I must also not fail to mention that there exist a handful of people who just love learning. The sight of books; their company, the magical feel of the pen and its ethereal dance on paper, the power of words and their getting lost in its mastery and usage cannot be dampened by monetary inducements. Money to them is only a means to an end and that end is the acquisition of more learning. The more they earn, the more they learn – having crossed the threshold of basic survival. Big money means more books, more research and more enquiries. It is never the final bus-stop. For them knowledge is an obsession. Their hearts skip beats at the sight of books and they develop goose bumps when they step into the book store. The smell of printed books is ecstatic; caressing its cover magical; flipping through its pages inspirational. And it is these kinds of people that should be in our schools, faculties, departments and institutes inspiring young men and women into becoming the next Einstein, Marie Curie, Steve Jobs, Mack Zuckerberg, Mo Ibrahim and of course the next Dangote.
While our institutions of higher learning have lost 6 PhD holders to the steering wheel of Dangote’s trucks; and countless others long lost into obscurity, the rest of us thinking of pursuing PhDs might just fill forms next time the Magnate puts up an advert to be on the reserve list for his next batch of Drivers because PhD just got a new meaning- Professional honourable Driver; and MSc- Master of Steering and clutch. I wish the PhDs and others the best in their new found jobs but no doubt Nigeria needs redemption.

Exercise description: Write out the part of the passage on learning and PhD holders that starts with "While our institutions" and goes on through "Nigeria needs redemption.". The material after this passage comes from a separate source.

Data records:
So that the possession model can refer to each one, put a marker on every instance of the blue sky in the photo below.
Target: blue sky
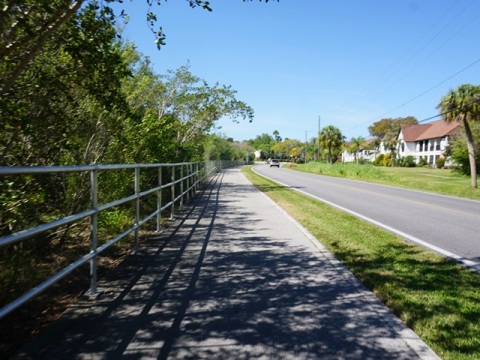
(348, 62)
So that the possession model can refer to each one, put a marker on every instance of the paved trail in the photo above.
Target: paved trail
(235, 278)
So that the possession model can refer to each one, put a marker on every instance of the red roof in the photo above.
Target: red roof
(433, 130)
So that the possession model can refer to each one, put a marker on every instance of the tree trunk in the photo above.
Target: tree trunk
(471, 154)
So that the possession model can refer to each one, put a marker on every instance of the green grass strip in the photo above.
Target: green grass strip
(438, 299)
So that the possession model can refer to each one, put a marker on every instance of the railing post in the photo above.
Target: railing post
(196, 176)
(172, 208)
(181, 186)
(191, 180)
(159, 200)
(137, 208)
(93, 232)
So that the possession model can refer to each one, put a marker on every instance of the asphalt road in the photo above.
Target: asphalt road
(233, 277)
(445, 224)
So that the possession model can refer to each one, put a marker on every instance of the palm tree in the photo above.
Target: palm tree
(330, 139)
(462, 104)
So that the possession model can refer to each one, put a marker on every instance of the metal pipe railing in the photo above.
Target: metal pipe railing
(190, 177)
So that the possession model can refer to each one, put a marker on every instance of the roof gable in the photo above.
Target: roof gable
(436, 129)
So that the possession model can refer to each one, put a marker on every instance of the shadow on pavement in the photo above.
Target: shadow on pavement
(218, 286)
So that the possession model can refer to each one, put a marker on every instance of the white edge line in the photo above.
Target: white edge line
(468, 263)
(397, 325)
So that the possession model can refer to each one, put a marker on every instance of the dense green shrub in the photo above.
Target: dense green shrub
(440, 163)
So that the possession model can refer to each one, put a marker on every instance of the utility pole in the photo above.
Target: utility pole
(318, 138)
(306, 146)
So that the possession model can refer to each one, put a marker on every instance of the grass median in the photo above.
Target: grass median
(438, 299)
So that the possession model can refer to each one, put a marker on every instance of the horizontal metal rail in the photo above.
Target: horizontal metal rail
(192, 175)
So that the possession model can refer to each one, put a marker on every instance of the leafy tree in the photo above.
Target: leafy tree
(277, 136)
(27, 26)
(384, 126)
(462, 104)
(330, 140)
(356, 145)
(264, 143)
(64, 108)
(390, 143)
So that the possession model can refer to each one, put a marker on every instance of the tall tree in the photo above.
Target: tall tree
(26, 26)
(330, 140)
(463, 105)
(382, 127)
(390, 143)
(277, 136)
(356, 144)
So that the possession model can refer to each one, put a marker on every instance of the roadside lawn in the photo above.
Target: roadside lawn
(438, 299)
(440, 181)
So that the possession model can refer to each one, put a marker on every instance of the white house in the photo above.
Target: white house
(426, 141)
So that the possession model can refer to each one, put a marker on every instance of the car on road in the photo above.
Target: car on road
(274, 162)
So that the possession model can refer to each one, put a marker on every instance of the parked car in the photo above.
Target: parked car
(274, 162)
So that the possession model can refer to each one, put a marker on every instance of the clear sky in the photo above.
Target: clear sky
(348, 63)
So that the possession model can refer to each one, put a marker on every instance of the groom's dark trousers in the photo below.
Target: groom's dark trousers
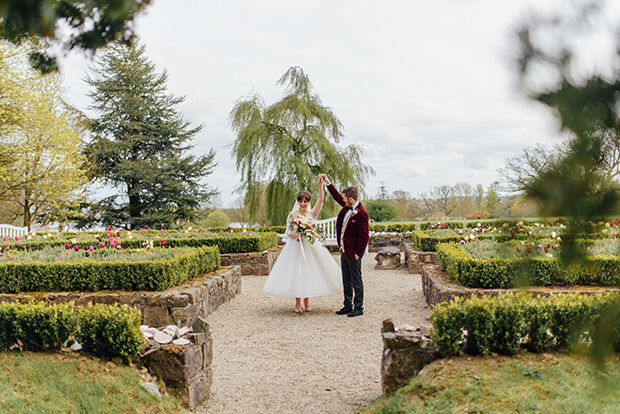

Reply:
While our institutions of higher learning have lost 6 PhD holders to the steering wheel of Dangote’s trucks; and countless others long lost into obscurity, the rest of us thinking of pursuing PhDs might just fill forms next time the Magnate puts up an advert to be on the reserve list for his next batch of Drivers because PhD just got a new meaning- Professional honourable Driver; and MSc- Master of Steering and clutch. I wish the PhDs and others the best in their new found jobs but no doubt Nigeria needs redemption.